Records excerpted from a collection

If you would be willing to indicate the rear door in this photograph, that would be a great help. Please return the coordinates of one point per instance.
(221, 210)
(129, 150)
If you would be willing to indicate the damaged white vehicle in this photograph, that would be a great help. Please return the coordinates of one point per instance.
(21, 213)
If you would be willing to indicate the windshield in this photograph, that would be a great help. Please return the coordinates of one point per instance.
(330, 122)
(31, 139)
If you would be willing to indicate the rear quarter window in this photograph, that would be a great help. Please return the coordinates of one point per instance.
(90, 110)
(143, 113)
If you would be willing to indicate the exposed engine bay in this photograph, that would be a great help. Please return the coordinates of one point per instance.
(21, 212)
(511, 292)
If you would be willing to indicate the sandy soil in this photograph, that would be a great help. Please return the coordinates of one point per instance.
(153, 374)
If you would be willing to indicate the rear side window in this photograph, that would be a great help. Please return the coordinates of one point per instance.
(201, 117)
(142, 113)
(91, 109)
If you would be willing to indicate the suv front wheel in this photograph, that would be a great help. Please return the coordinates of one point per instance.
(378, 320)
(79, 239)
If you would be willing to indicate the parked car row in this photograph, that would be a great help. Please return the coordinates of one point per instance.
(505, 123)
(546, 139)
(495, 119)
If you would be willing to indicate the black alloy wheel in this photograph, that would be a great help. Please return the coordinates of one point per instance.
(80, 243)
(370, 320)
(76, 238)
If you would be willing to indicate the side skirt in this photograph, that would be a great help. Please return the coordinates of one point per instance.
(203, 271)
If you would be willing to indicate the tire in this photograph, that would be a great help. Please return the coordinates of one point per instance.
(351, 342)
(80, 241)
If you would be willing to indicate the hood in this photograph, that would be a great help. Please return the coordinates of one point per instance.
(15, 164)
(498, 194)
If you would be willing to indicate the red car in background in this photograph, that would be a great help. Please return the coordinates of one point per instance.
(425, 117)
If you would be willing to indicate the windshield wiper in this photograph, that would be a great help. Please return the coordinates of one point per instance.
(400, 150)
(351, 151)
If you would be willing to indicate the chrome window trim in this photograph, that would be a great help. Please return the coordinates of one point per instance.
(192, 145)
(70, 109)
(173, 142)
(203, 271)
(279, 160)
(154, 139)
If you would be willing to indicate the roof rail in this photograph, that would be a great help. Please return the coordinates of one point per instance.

What is required
Please reproduce the records exactly, without leaving any out.

Task answer
If you would be willing to indicate the rear door in this photograph, that would be a great help. Please return the coordinates of one point per instance.
(221, 210)
(129, 150)
If you would be willing to indicate the damaged white vehicle in this photograph, that would be a great help. Please return the coordinates of one point per instance.
(21, 213)
If you would be willing to indicate the windshield in this photograph, that would be a great help. Please return the coordinates of one point per instance.
(330, 122)
(31, 139)
If you would be willing to indicate the rear quarter window in this photograph, that would be a great help. Please return the coordinates of one point per instance.
(90, 110)
(143, 113)
If you would be willing to indicate the exposed engine bay in this photograph, that would be a great help. Please return the coordinates of one point per instance.
(21, 212)
(511, 292)
If you would be willing to indicate the sandy soil in this photograph, that would be a great help. Please return the coordinates of one point per instance.
(153, 374)
If you would be willing to indicate the rear side window in this photograph, that would be a great help. Please return the coordinates of one point per instance.
(201, 117)
(142, 113)
(91, 109)
If you would be willing to indicate the suv front wheel in this photograph, that would be a great help. Please return the coordinates of one point per instance.
(378, 320)
(79, 239)
If you would be willing to indicate the parked car row in this photograph, that would be a great help. Please return the coordinates of one point per instance.
(505, 123)
(546, 139)
(495, 119)
If you would be willing to indicate the black alloy wheel in this photograph, that would be a great help. Please return the coordinates of one point per instance.
(80, 243)
(370, 320)
(76, 238)
If you would be willing to indicate the side skirt in this photograph, that would be a great help. Please return the coordinates of one point per instance.
(203, 271)
If you would be willing to indicate the tire in this photograph, that would be a great help. Please return the coordinates of one point per instance.
(351, 342)
(80, 241)
If you would be willing to indicate the hood in this photograph, that would be a great help. Please return the coordinates of one point per instance.
(15, 164)
(498, 194)
If you would be willing to indicate the red car in background in this photograph, that would be a great help. Please return the coordinates of one point per instance.
(425, 117)
If you would be willing to indicate the windshield wiper in this photograph, that would be a great help. Please return the coordinates of one point per instance.
(400, 150)
(351, 151)
If you would be willing to indicate the chrome window trim in this photograph, that would be a great help. Please return the coordinates of one point per instance.
(192, 145)
(70, 109)
(173, 142)
(203, 271)
(279, 160)
(154, 139)
If you would be willing to indicate the roof rail in this photograph, that would be a great help. Please return the coordinates of one point per instance.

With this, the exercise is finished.